Set exercise. Reproduce the following rows verbatim, keeping every line unchanged.

[Point-based annotation data]
········

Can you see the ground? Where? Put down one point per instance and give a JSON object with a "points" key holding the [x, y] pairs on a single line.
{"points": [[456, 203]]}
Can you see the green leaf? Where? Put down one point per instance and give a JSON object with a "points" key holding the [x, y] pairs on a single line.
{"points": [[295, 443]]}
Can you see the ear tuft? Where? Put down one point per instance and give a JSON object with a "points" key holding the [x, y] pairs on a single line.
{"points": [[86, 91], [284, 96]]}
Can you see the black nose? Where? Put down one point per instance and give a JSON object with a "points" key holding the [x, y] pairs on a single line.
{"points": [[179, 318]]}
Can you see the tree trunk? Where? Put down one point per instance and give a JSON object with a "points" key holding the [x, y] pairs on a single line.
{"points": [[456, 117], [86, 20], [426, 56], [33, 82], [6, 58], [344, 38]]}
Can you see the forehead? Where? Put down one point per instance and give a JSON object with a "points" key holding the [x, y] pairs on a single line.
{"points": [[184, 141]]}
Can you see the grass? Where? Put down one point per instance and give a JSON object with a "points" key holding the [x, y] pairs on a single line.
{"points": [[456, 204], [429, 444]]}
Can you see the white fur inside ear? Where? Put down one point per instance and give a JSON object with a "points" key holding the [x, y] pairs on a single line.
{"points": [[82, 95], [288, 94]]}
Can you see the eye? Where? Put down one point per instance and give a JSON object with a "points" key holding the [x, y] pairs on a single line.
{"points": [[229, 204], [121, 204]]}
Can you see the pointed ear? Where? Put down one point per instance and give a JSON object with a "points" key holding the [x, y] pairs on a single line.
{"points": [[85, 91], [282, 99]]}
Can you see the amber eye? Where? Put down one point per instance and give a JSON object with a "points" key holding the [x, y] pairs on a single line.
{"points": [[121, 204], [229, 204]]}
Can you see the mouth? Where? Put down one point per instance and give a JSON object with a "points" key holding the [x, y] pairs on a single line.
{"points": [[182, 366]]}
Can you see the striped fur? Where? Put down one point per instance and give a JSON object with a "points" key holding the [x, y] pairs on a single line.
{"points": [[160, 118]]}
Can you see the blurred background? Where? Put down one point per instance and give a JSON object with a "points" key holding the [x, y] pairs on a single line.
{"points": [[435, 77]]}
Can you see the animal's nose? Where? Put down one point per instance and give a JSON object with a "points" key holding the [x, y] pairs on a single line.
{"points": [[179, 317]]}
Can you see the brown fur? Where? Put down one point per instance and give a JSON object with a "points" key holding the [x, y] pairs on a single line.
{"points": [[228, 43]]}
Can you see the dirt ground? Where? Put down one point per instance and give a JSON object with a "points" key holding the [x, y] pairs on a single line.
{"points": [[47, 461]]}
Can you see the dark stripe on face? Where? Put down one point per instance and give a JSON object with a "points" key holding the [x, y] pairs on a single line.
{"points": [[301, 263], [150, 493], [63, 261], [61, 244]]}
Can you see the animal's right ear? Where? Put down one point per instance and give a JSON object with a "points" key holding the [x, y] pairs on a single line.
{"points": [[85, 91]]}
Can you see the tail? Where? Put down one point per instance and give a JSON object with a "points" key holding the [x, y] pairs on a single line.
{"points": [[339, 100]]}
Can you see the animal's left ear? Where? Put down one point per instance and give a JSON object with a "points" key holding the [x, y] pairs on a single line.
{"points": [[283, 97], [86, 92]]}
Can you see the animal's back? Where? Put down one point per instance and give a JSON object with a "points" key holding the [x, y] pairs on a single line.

········

Expected answer.
Can you see the ground? Where? Put down one point per instance and give a JSON object with a "points" key holding the [x, y] pairs on a single line.
{"points": [[456, 203]]}
Can you see the green leaf? Where? Put down one point per instance and give a JSON object with a "points" key holding the [x, y] pairs on a single line.
{"points": [[295, 443]]}
Can you see the ear tuft? Where? Put down one point per instance and give a JSON object with a "points" key holding the [x, y] pairs on a single line.
{"points": [[86, 91], [284, 96]]}
Can you see the black nose? Where? Put down one point per instance and give a JSON object with a "points" key holding the [x, y] pairs on a single line.
{"points": [[179, 318]]}
Can you see the tree trunk? Where? Put down one point per instance and give a JSON object with a "points" key holding the [x, y] pairs on a single line.
{"points": [[456, 117], [86, 20], [426, 56], [33, 82], [6, 58], [344, 38]]}
Can you see the forehead? Where? Put down one point per instance and give a JSON object with a "points" key holding the [x, y] pairs on a single line.
{"points": [[184, 141]]}
Can you see the grass? Where? Put down one point per instance and give a JSON object with a "points" key holding the [x, y] pairs on a single line.
{"points": [[456, 204], [429, 444]]}
Can you see the white fur inside ear? Where? Put down one point per instance and give a JSON object with a "points" key holding the [x, y] pairs on a single line.
{"points": [[82, 95], [288, 94]]}
Can you see the eye? Where? Put down one point per instance and give a JSON object with a "points" key holding the [x, y] pairs on a single line.
{"points": [[229, 204], [121, 204]]}
Can you see the pointed ear? Where? Put down one point per instance and give a JSON object with a "points" key holding the [x, y] pairs on a single line.
{"points": [[85, 91], [282, 99]]}
Can you see the amber eye? Where? Put down one point per instance and give a JSON object with a "points" key holding the [x, y] pairs on a single line.
{"points": [[121, 204], [229, 204]]}
Can you see the mouth? Where? Put down one point per instance and give a JSON object with a "points" key holding the [x, y] pairs on a single line.
{"points": [[182, 366]]}
Can you see the striped fur? Where? Put down one point per instance and give a JSON object with a "points" key holding the [x, y] pairs on a single line.
{"points": [[160, 118]]}
Can you see the blurred background? Where? Put down one point per instance and give a JSON object with a "points" key holding the [x, y] pairs on a single line.
{"points": [[435, 77]]}
Can you see the animal's nose? Where? Put down one point per instance and give a JSON object with a "points" key holding the [x, y] pairs on a single line.
{"points": [[179, 317]]}
Can you see the brown fur? Where? Put down one point per instance and give a JSON object with a "points" key holding the [x, y] pairs on a single line.
{"points": [[228, 43]]}
Can you see the dirt ground? Where? Put down one point per instance and give a JSON object with a "points" key holding the [x, y] pairs on a single line.
{"points": [[47, 461]]}
Can you see the dark stripe on face? Where? Put down one point per instance and give a JSON object with a "points" key holding the [x, y] pairs on a single line.
{"points": [[301, 263], [150, 493], [63, 261], [61, 244]]}
Can you see the animal's right ear? Where? Put down one point per instance and give a JSON object with a "points" key holding the [x, y] pairs on a single line.
{"points": [[85, 91]]}
Can you see the tail? Where? Put down one point per instance and give a JSON object with a "points" key holding the [x, y] pairs on a single line.
{"points": [[339, 100]]}
Can you see the animal's left ear? Where? Put down one point per instance and give a JSON object with a "points" key holding the [x, y] pairs on a single line.
{"points": [[283, 97], [86, 92]]}
Can you see the animal's back? Where? Put down one point per instance and give a JSON object with a "points" key holding the [x, y] pairs on a single line.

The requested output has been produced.